__PROBLEM 1__
In the text on gastrointestinal bleeding, what is performed when endoscopy and hardware methods cannot determine the source of hemorrhage?
__PROBLEM 2__
Shorten the paragraph in the text on gastrointestinal bleeding that begins "Stopping bleeding should be carried out" while keeping its main facts.
__PROBLEM 3__
According to the text on gastrointestinal bleeding, why is a sharp decrease in blood volume dangerous for the patient? Answer in one to three sentences.

__TEXT UNDER STUDY__
▼

Gastric bleeding can be most quickly diagnosed using upper gastrointestinal endoscopy. For pathologies of the lower parts of the tract, irrigoscopy, sigmoidoscopy and colonoscopy are used.

If it is impossible to determine the source of hemorrhage using endoscopy and hardware methods, a diagnostic laparotomy is performed.

How to stop bleeding

Stopping bleeding should be carried out by doctors from a medical institution or an emergency medical team. Even before emergency assistance is provided, it is necessary to call an ambulance, describing the patient’s condition and the nature of the discharge.

The algorithm for providing emergency first aid for suspected bleeding includes the following steps:

  • Place the patient on his back with his legs elevated using folded clothing or a pillow;
  • do not allow the victim to drink or eat;
  • apply a compress of ice wrapped in cloth to the painful area;
  • When providing first aid, monitor your breathing pattern and heart rate;
  • in case of loss of consciousness, bring the patient to his senses using cotton wool soaked in ammonia;
  • when waiting for a long time for an ambulance, carry the patient on a stretcher towards the medical team.


During emergency care for gastric bleeding, it is forbidden to lavage the stomach. If you suspect intestinal pathology, you should not give the patient an enema.

An attempt to stop the bleeding without the help of doctors can lead to the death of the patient.

How to treat

For gastrointestinal bleeding, treatment is aimed at stopping it, eliminating the root cause of the pathology, restoring hemostasis of the body and normal blood volume.

The danger for the patient is not only the loss of red blood cells that carry oxygen, but also a sharp decrease in blood volume, which leads to massive thrombosis of small vessels and the development of disseminated intravascular coagulation syndrome.

Conservative treatment

Conservative treatment of gastric bleeding and intestinal blood loss is carried out as an adjunct to surgery. As the main method of therapy, it is used for the following indications:

  • hemorrhagic syndromes;
  • cardiovascular diseases;
  • inoperable malignant tumors;
  • congenital pathologies of the hematopoietic system.

Therapy may include hemostatic agents, cytostatics, anti-inflammatory and other drugs.


If a large volume of blood is lost, the patient is prescribed IVs with saline solutions and transfusions of blood components.

Surgery

If bleeding in the gastrointestinal tract is suspected, the patient is taken to the surgical department of the clinic, where diagnosis and treatment tactics are determined.

Depending on the diagnosis, the patient may undergo the following operations:

  • endoscopic sclerosis, electrocoagulation and ligation of dilated vessels of the intestine, esophagus, etc.;
  • suturing of the ulcer and partial resection of the stomach;
  • suturing duodenal ulcer;
  • subtotal resection of the large intestine with stoma.

▲

__SUPPLIED INFORMATION__
▼

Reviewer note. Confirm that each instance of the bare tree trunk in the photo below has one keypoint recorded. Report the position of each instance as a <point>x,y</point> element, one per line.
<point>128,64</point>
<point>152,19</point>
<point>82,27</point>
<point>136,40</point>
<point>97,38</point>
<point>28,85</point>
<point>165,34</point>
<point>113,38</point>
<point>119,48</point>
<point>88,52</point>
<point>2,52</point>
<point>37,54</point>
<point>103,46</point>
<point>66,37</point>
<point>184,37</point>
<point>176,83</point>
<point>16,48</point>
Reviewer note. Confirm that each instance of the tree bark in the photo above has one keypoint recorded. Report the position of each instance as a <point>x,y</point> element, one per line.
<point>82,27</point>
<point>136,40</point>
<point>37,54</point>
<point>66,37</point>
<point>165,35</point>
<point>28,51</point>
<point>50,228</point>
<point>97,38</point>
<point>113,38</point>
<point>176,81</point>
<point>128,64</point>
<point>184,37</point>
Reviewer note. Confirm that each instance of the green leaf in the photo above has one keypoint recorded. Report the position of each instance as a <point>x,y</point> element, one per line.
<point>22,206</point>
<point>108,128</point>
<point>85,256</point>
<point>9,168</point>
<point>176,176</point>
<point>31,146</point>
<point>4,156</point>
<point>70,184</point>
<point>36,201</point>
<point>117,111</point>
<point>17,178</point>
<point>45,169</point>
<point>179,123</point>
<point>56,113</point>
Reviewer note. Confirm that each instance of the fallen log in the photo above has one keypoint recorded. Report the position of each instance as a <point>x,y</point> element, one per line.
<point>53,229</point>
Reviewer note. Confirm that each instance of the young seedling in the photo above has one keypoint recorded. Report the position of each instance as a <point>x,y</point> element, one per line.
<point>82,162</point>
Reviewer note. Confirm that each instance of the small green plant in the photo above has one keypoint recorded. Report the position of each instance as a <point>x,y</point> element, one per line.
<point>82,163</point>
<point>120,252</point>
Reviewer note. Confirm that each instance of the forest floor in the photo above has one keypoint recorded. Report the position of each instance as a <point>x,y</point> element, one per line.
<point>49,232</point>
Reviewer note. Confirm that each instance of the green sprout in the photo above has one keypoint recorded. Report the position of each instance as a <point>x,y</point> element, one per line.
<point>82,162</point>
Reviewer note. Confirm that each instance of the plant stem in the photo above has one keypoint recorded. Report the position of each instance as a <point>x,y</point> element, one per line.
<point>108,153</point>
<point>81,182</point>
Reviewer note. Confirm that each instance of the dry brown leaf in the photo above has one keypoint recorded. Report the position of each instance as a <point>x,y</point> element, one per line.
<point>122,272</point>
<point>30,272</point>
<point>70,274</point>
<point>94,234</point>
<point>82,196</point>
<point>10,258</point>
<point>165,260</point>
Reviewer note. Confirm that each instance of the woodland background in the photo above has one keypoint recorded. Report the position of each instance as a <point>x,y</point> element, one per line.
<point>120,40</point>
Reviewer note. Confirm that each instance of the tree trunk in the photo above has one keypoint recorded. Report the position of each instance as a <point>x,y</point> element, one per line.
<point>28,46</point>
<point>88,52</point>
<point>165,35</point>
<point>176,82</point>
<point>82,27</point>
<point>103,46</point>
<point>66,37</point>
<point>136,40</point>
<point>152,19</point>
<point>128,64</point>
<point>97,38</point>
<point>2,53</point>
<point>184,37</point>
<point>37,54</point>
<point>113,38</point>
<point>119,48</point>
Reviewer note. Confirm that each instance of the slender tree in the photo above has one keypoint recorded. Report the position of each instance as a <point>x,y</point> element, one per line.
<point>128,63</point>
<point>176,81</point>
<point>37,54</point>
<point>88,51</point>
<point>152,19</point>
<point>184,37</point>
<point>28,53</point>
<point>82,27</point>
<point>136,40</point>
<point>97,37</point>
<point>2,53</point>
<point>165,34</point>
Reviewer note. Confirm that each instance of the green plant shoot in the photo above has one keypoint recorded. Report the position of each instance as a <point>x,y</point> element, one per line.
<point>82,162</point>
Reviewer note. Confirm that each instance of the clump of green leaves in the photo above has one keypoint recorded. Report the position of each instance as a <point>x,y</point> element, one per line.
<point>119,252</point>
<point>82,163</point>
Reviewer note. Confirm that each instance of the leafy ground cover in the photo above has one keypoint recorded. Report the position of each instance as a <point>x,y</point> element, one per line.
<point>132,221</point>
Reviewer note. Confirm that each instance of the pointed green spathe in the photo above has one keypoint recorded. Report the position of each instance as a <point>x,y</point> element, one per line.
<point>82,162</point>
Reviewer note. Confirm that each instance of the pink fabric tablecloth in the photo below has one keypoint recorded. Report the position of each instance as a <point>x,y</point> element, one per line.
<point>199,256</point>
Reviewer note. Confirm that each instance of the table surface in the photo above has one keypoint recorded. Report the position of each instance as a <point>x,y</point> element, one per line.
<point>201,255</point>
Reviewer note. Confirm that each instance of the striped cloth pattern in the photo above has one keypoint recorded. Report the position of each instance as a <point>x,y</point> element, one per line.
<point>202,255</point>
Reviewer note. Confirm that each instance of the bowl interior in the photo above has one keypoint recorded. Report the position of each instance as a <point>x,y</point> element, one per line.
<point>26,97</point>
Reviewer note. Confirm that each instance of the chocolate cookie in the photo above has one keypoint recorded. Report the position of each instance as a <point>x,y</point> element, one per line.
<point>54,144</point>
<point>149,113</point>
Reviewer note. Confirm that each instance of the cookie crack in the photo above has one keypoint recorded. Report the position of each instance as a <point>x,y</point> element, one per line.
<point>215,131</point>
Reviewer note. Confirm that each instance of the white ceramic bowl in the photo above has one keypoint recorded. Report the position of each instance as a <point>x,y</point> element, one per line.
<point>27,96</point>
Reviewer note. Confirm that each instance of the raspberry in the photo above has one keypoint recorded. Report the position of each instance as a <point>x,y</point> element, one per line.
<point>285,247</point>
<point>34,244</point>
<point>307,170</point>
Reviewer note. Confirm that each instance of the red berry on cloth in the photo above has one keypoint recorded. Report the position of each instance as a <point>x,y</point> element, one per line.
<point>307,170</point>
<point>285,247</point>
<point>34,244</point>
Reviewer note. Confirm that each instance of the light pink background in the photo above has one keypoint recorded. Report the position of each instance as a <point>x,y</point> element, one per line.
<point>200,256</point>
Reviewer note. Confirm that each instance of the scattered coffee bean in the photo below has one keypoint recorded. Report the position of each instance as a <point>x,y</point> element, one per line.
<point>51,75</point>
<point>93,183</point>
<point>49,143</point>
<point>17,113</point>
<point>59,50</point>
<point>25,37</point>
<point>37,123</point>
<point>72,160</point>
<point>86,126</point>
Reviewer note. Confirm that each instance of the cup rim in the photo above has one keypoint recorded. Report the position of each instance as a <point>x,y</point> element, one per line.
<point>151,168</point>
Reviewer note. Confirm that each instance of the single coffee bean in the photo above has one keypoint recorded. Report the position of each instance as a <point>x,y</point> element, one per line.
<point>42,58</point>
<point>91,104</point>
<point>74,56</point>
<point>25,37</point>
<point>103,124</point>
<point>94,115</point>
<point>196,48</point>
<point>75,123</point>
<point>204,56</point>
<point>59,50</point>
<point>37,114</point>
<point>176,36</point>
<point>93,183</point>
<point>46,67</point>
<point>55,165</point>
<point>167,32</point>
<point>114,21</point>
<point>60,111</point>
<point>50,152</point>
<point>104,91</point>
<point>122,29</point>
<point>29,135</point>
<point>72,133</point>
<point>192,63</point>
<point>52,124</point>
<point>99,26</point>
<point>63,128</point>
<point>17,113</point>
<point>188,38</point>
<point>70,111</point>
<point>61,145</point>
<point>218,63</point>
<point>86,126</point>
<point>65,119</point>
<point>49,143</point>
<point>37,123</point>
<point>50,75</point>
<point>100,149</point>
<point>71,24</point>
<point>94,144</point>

▲

__WRITTEN SOLUTION 1__
A diagnostic laparotomy.

__WRITTEN SOLUTION 2__
Only doctors from a medical institution or an emergency medical team should stop the bleeding. Before any emergency assistance is given, call an ambulance and describe the patient's condition and the nature of the discharge.

__WRITTEN SOLUTION 3__
A sharp decrease in blood volume leads to massive thrombosis of small vessels. It also leads to the development of disseminated intravascular coagulation syndrome.